- Problem requirements:
Once you have read the records below, write them all out exactly as given.

====== Working data

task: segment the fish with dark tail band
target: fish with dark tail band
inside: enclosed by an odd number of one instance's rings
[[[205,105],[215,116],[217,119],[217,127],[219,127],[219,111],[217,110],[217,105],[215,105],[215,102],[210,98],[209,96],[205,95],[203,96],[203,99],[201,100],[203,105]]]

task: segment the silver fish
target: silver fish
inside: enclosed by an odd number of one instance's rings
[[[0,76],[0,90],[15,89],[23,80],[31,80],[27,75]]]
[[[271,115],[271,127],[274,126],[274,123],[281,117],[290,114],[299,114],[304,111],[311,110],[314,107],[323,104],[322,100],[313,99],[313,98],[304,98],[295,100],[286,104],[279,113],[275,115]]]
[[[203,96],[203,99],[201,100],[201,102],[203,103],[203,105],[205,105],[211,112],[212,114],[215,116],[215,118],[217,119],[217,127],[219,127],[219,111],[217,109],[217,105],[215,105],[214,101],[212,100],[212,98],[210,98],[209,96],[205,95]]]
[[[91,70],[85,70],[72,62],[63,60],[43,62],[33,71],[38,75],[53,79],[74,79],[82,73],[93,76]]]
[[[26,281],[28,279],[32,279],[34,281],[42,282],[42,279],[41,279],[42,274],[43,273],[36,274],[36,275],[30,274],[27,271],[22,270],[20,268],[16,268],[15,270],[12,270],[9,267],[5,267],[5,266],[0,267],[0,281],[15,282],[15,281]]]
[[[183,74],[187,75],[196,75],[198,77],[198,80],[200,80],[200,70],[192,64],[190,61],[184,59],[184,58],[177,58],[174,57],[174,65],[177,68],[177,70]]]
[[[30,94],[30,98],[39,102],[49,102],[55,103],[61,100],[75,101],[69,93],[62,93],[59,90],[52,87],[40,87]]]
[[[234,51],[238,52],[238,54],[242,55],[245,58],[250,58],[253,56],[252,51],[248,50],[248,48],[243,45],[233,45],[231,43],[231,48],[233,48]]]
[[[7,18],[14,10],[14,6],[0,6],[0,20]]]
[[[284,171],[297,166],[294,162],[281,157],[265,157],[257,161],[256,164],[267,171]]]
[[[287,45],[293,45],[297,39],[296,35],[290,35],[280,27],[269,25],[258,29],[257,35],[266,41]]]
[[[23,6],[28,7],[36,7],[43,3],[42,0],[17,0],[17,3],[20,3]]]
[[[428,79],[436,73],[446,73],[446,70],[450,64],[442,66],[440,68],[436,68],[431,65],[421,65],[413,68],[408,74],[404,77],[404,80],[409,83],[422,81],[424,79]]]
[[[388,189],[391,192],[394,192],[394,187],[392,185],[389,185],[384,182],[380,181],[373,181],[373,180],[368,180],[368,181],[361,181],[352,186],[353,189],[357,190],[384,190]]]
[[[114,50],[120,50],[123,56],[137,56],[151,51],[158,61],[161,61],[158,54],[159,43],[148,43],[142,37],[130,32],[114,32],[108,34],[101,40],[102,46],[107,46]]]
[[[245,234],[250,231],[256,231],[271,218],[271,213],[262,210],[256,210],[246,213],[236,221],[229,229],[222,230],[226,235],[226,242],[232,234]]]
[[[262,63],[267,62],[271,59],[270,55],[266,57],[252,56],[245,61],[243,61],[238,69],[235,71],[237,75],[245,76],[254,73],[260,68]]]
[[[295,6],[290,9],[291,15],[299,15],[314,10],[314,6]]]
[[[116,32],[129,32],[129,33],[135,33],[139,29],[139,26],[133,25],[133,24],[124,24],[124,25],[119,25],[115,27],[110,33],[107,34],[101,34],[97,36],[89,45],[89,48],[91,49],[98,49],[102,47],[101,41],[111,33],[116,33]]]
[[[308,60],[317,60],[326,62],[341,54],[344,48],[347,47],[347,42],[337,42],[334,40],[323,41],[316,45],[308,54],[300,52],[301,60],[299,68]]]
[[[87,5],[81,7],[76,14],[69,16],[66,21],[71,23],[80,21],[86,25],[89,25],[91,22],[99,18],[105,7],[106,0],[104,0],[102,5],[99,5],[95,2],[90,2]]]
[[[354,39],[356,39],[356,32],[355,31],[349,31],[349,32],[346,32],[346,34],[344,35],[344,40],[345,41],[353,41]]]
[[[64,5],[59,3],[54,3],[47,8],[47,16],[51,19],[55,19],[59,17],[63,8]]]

============

- Task result:
task: segment the fish with dark tail band
target: fish with dark tail band
inside: enclosed by an odd number of one instance's rings
[[[205,105],[215,116],[217,119],[217,127],[219,127],[219,111],[217,110],[217,105],[215,105],[215,102],[210,98],[209,96],[205,95],[203,96],[203,99],[201,100],[203,105]]]

task: segment the silver fish
target: silver fish
inside: enclosed by an odd number of one instance's rings
[[[0,76],[0,90],[15,89],[23,80],[31,80],[27,75]]]
[[[271,115],[271,127],[274,126],[274,123],[281,117],[290,114],[299,114],[304,111],[311,110],[314,107],[323,104],[322,100],[313,99],[313,98],[304,98],[295,100],[286,104],[279,113],[275,115]]]
[[[203,96],[203,99],[201,100],[201,102],[203,103],[203,105],[205,105],[211,112],[212,114],[215,116],[215,118],[217,119],[217,127],[219,127],[219,111],[217,109],[217,105],[215,105],[214,101],[212,100],[212,98],[210,98],[209,96],[205,95]]]
[[[91,70],[85,70],[72,62],[63,60],[43,62],[33,71],[38,75],[53,79],[74,79],[82,73],[93,76]]]
[[[26,281],[28,279],[32,279],[34,281],[42,282],[42,279],[41,279],[42,274],[43,273],[36,274],[36,275],[30,274],[27,271],[22,270],[20,268],[16,268],[15,270],[12,270],[9,267],[5,267],[5,266],[0,267],[0,281],[15,282],[15,281]]]
[[[183,74],[187,75],[196,75],[198,77],[198,80],[200,80],[200,70],[192,64],[190,61],[184,59],[184,58],[177,58],[174,57],[174,65],[177,68],[177,70]]]
[[[30,94],[30,98],[39,102],[49,102],[55,103],[61,100],[75,101],[69,93],[62,93],[59,90],[52,87],[40,87]]]
[[[234,51],[238,52],[238,54],[242,55],[245,58],[250,58],[253,56],[252,51],[248,50],[248,48],[243,45],[233,45],[231,43],[231,48],[233,48]]]
[[[7,18],[14,10],[14,6],[0,6],[0,20]]]
[[[284,171],[297,166],[294,162],[281,157],[265,157],[257,161],[256,164],[267,171]]]
[[[287,45],[293,45],[297,39],[296,35],[290,35],[280,27],[269,25],[258,29],[257,35],[266,41]]]
[[[23,6],[28,7],[36,7],[43,3],[42,0],[17,0],[17,3],[20,3]]]
[[[428,79],[436,73],[446,73],[446,70],[450,64],[442,66],[440,68],[436,68],[431,65],[421,65],[413,68],[408,74],[404,77],[404,80],[409,83],[422,81],[424,79]]]
[[[388,189],[391,192],[394,192],[394,187],[392,185],[389,185],[384,182],[380,181],[373,181],[373,180],[368,180],[368,181],[361,181],[352,186],[353,189],[357,190],[384,190]]]
[[[114,50],[120,50],[123,56],[137,56],[151,51],[158,61],[161,61],[158,54],[159,43],[148,43],[142,37],[130,32],[114,32],[108,34],[101,40],[102,46],[107,46]]]
[[[245,234],[250,231],[256,231],[271,218],[271,213],[262,210],[256,210],[246,213],[236,221],[229,229],[222,230],[226,235],[226,242],[232,234]]]
[[[262,63],[267,62],[271,59],[270,55],[266,57],[252,56],[245,61],[243,61],[238,69],[235,71],[237,75],[245,76],[254,73],[260,68]]]
[[[295,6],[290,9],[291,15],[299,15],[314,10],[314,6]]]
[[[116,32],[129,32],[129,33],[135,33],[139,29],[139,26],[133,25],[133,24],[124,24],[124,25],[119,25],[115,27],[110,33],[107,34],[101,34],[97,36],[89,45],[89,48],[91,49],[98,49],[102,47],[101,41],[111,33],[116,33]]]
[[[308,60],[317,60],[326,62],[341,54],[344,48],[347,47],[347,42],[337,42],[334,40],[323,41],[316,45],[308,54],[300,52],[301,60],[299,68]]]
[[[87,5],[81,7],[76,14],[69,16],[66,21],[71,23],[80,21],[86,25],[89,25],[91,22],[99,18],[105,7],[106,0],[104,0],[102,5],[99,5],[95,2],[90,2]]]
[[[354,39],[356,39],[356,32],[355,31],[349,31],[349,32],[346,32],[346,34],[344,35],[344,40],[345,41],[353,41]]]
[[[64,5],[59,3],[54,3],[47,8],[47,16],[51,19],[55,19],[59,17],[63,8]]]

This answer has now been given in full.